▶ STATED PROBLEM
Copy out the entries below word for word, keeping every line unchanged.

▶ Excerpts from point annotation data
--------------------------------
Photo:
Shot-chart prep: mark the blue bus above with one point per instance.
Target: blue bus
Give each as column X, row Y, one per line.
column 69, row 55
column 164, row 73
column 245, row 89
--------------------------------
▶ ANSWER
Photo:
Shot-chart prep: mark the blue bus above with one point per instance.
Target: blue bus
Give each as column X, row Y, one per line.
column 69, row 55
column 164, row 73
column 245, row 89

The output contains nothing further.